### [PROBLEM TO SOLVE]
Nothing in the records should be left out; transcribe them exactly.

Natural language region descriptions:
===============

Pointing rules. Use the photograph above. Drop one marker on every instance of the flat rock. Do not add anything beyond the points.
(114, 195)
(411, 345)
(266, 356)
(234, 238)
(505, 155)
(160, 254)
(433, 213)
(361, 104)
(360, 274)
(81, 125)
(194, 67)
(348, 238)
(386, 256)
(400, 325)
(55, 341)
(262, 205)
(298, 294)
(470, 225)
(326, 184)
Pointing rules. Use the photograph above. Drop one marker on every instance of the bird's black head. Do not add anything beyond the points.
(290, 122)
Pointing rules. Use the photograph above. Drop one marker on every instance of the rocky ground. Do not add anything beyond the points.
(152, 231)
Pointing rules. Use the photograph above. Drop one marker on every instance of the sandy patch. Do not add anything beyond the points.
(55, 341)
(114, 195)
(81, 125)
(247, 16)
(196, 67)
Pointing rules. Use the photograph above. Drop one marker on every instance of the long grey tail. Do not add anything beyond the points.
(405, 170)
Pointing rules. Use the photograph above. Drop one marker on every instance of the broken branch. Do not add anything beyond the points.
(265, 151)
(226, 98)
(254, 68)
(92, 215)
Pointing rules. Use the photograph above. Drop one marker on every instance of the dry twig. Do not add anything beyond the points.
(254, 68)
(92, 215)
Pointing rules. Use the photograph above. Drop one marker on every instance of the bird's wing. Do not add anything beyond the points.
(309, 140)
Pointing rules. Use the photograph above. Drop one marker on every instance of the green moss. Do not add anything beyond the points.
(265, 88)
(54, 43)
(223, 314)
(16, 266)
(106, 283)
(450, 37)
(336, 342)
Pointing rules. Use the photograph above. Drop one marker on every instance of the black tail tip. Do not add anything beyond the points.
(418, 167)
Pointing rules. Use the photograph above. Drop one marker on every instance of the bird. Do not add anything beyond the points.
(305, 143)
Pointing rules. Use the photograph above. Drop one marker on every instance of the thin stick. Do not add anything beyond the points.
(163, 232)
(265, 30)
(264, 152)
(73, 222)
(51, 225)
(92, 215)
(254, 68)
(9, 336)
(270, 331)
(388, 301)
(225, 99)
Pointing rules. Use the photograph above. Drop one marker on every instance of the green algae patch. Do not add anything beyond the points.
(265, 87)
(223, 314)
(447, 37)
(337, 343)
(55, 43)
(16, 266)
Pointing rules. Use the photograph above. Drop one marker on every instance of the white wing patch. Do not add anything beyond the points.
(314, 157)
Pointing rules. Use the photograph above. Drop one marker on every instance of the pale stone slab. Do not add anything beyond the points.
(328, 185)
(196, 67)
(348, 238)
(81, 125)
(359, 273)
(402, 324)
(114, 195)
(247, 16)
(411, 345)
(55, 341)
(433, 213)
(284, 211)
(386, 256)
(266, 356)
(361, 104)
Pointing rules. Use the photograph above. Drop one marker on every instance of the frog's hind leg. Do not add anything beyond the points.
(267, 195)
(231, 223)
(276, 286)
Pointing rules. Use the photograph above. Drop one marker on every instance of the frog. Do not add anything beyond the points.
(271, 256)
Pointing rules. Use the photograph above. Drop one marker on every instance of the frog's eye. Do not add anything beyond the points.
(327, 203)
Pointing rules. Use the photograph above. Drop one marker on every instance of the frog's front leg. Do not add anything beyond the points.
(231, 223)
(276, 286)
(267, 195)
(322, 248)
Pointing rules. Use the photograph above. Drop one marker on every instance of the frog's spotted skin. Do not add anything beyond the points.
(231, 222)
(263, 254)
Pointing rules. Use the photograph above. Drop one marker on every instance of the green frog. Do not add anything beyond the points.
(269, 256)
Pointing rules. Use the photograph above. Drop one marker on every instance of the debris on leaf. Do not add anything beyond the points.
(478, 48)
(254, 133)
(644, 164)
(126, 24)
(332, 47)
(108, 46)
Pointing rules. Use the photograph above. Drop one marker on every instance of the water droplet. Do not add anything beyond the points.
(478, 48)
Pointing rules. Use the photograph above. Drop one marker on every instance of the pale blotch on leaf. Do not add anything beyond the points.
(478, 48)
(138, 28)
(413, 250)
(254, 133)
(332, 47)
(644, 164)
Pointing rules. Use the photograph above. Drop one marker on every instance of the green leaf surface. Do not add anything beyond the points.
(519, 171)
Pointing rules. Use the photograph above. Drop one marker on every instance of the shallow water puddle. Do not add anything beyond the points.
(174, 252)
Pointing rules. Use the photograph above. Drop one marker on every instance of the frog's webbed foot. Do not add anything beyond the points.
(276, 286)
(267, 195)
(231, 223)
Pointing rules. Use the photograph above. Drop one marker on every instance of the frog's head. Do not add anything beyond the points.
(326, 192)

===============

### [EXERCISE RESPONSE]
Pointing rules. Use the photograph above. Drop one marker on every instance of the flat rock. Do not add anything beyond the points.
(114, 195)
(411, 345)
(266, 356)
(234, 238)
(505, 155)
(160, 254)
(433, 213)
(361, 104)
(360, 274)
(81, 125)
(194, 67)
(348, 238)
(386, 256)
(400, 325)
(55, 341)
(262, 205)
(298, 294)
(470, 225)
(326, 184)
Pointing rules. Use the photograph above. Drop one marker on every instance of the bird's black head. Do not add anything beyond the points.
(290, 122)
Pointing rules. Use the photograph above. Drop one marker on every instance of the rocky ground. Do not add anything beyond the points.
(152, 231)
Pointing rules. Use the photograph above. Drop one marker on every instance of the sandy patch. Do not add anything beyond the points.
(55, 341)
(114, 195)
(81, 125)
(247, 16)
(196, 67)
Pointing rules. Use the photograph above. Drop one marker on every instance of the long grey tail. Do not add anything beyond the points.
(405, 170)
Pointing rules. Use the photograph above. Drop one marker on every instance of the broken branch. Do not add anything beyond the points.
(265, 151)
(226, 98)
(254, 68)
(92, 215)
Pointing rules. Use the photograph above. Drop one marker on every instance of the dry twig. Do not add anything beyond the points.
(254, 68)
(92, 215)
Pointing rules. Use the photograph above. Drop one marker on every instance of the bird's wing. Do not add anything beyond the points.
(309, 140)
Pointing rules. Use the photograph above. Drop one marker on every instance of the green moss. Do not add anything beyond the points.
(265, 88)
(54, 43)
(223, 314)
(16, 266)
(106, 283)
(450, 37)
(336, 342)
Pointing rules. Use the photograph above. Drop one marker on every instance of the black tail tip. Do not add anything beyond the points.
(418, 167)
Pointing rules. Use the photograph above. Drop one marker on every instance of the bird. Do not add anything beyond the points.
(305, 143)
Pointing rules. Use the photograph above. Drop one marker on every instance of the thin stick. Do not add anything beyond the points.
(163, 232)
(265, 30)
(264, 152)
(73, 222)
(51, 225)
(92, 215)
(254, 68)
(9, 336)
(270, 331)
(388, 301)
(225, 99)
Pointing rules. Use the photograph above. Drop one marker on every instance of the green algae patch. Do not add anything beyond the points.
(265, 87)
(223, 314)
(447, 37)
(337, 343)
(55, 43)
(16, 266)
Pointing rules. Use the photograph above. Drop one marker on every instance of the white wing patch. Do not add anything beyond the points.
(314, 157)
Pointing rules. Use the photograph above. Drop one marker on every instance of the pale stone slab. Do not add anything beyond the points.
(328, 185)
(196, 67)
(348, 238)
(81, 125)
(359, 273)
(402, 324)
(114, 195)
(247, 16)
(411, 345)
(55, 341)
(433, 213)
(284, 211)
(386, 256)
(266, 356)
(361, 104)
Pointing rules. Use the photograph above. Drop one marker on every instance of the frog's hind leg. Do not add anything beyond the points.
(267, 195)
(231, 223)
(276, 286)
Pointing rules. Use the photograph above. Drop one marker on every instance of the frog. Do not add anything beyond the points.
(271, 256)
Pointing rules. Use the photograph above. Drop one marker on every instance of the frog's eye. Do not add anything beyond the points.
(327, 203)
Pointing rules. Use the photograph above. Drop one marker on every instance of the frog's front leg. Do not add anything beyond the points.
(231, 223)
(276, 286)
(267, 195)
(322, 248)
Pointing rules. Use the photograph above. Drop one marker on every instance of the frog's spotted skin. Do not add anything beyond the points.
(231, 222)
(263, 254)
Pointing rules. Use the photograph above. Drop one marker on every instance of the green frog. Do not add anything beyond the points.
(269, 256)
Pointing rules. Use the photograph above. Drop one marker on every instance of the debris on leaf. Do not add anything beyond the points.
(478, 48)
(254, 133)
(644, 164)
(126, 24)
(332, 47)
(108, 46)
Pointing rules. Use the photograph above. Drop one marker on every instance of the water droplet. Do not add anything beyond the points.
(478, 48)
Pointing rules. Use the photograph above. Drop one marker on every instance of the pale blotch on leaf. Do not add anything beyond the points.
(478, 48)
(138, 28)
(413, 250)
(254, 133)
(332, 47)
(644, 164)
Pointing rules. Use the photograph above. Drop one marker on every instance of the green leaf surface. Do not add anything beyond the points.
(519, 171)
Pointing rules. Use the photograph above. Drop one marker on every instance of the shallow water puddle. Do not add anything beyond the points.
(174, 252)
Pointing rules. Use the photograph above. Drop one marker on every instance of the frog's webbed foot. Do not add anything beyond the points.
(276, 286)
(267, 195)
(231, 223)
Pointing rules. Use the photograph above. Drop one marker on every instance of the frog's head. Do not add anything beyond the points.
(326, 192)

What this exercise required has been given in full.